Electrico is a pop rock and indie Singaporean band originally formed as Electric Company in Singapore in 1996. This band is still active with the present line-up which includes David Tan, Desmond Goh, William Lim Jr.

History

1996–1997: Formation 
Electric Company was formed when David Tan, Keith Colaco, Desmond Goh and William Lim Jr. got together to entertain for a fun fair at their neighbourhood church. The band initially practised in an abandoned steel cargo container.  After three years of heavy gigging in the underground Singapore indie scene and developing a quasi cult status, the lack of support for local music and other problems forced Colaco to leave. The band continued briefly as a three piece but disbanded a year later.

2003–2005: Reformation and rename 
In 2003, lead guitarist Daniel Sassoon of Singaporean indie band Livonia joined the band. Soon after, the band's name was shortened from Electric Company to Electric Co., and finally to Electrico. Keyboardist Amanda Ling, was talent-scouted by the band members and joined the band in 2003 also.

In August 2004, Electrico released its debut album So Much More Inside. and their debut single 'I Want You' which shot to No.1 on Singapore radio station Perfect Ten 98.7FM's official Top20 weekly countdown chart in October 2004, as well as radio station Power98. Subsequent singles 'Runaway' and 'Good Time' were also considered big hits with fans and scored respectable positions on the charts as well.

To date, So Much More Inside has sold over 3000 copies at retail outlets and gigs. 

On 26 September 2005, the band was nominated in the Favorite Singapore Artist category at the Quantum Mechanics, which was repositioned as a global benefit for the tsunami victims in December 2004. As a result, they made history by being the first Singapore band to be nominated at the regional music TV channel's awards.

Electrico played alongside one of the Philippines' biggest rock bands, Rivermaya, at the latter's first showcase in Singapore that took place at Bar None, Marriott Hotel in October 25, 2005. The band stated that they're collaborating with Rivermaya on a song in their upcoming album.

On December 3, 2004, the band performs at Orchard Jam along with fellow Singapore rock bands "Ronin"

The band also performed live shows in the Southeast Asia region, including the Baybeats music festival in Singapore and the Pattaya International Music Festival in Thailand. The band opened for The Bravery when the New York-based band came to perform live in Singapore.

▶ Challenges
A. Name every person the text on Electrico says has been a member of the band.
B. Write out again the part of the Electrico text starting at "1996–1997: Formation" and ending at "in 2003 also.".
You won't need the records after this line for any of the work here.

▶ Entries provided
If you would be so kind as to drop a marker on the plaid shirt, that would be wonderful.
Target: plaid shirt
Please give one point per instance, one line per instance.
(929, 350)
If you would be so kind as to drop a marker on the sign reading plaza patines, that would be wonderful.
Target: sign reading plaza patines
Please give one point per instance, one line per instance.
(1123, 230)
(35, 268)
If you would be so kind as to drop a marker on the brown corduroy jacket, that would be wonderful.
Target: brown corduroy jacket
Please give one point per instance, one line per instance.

▶ Responses for each task
A. David Tan, Keith Colaco, Desmond Goh, William Lim Jr., Daniel Sassoon, Amanda Ling

B.
1996–1997: Formation 
Electric Company was formed when David Tan, Keith Colaco, Desmond Goh and William Lim Jr. got together to entertain for a fun fair at their neighbourhood church. The band initially practised in an abandoned steel cargo container.  After three years of heavy gigging in the underground Singapore indie scene and developing a quasi cult status, the lack of support for local music and other problems forced Colaco to leave. The band continued briefly as a three piece but disbanded a year later.

2003–2005: Reformation and rename 
In 2003, lead guitarist Daniel Sassoon of Singaporean indie band Livonia joined the band. Soon after, the band's name was shortened from Electric Company to Electric Co., and finally to Electrico. Keyboardist Amanda Ling, was talent-scouted by the band members and joined the band in 2003 also.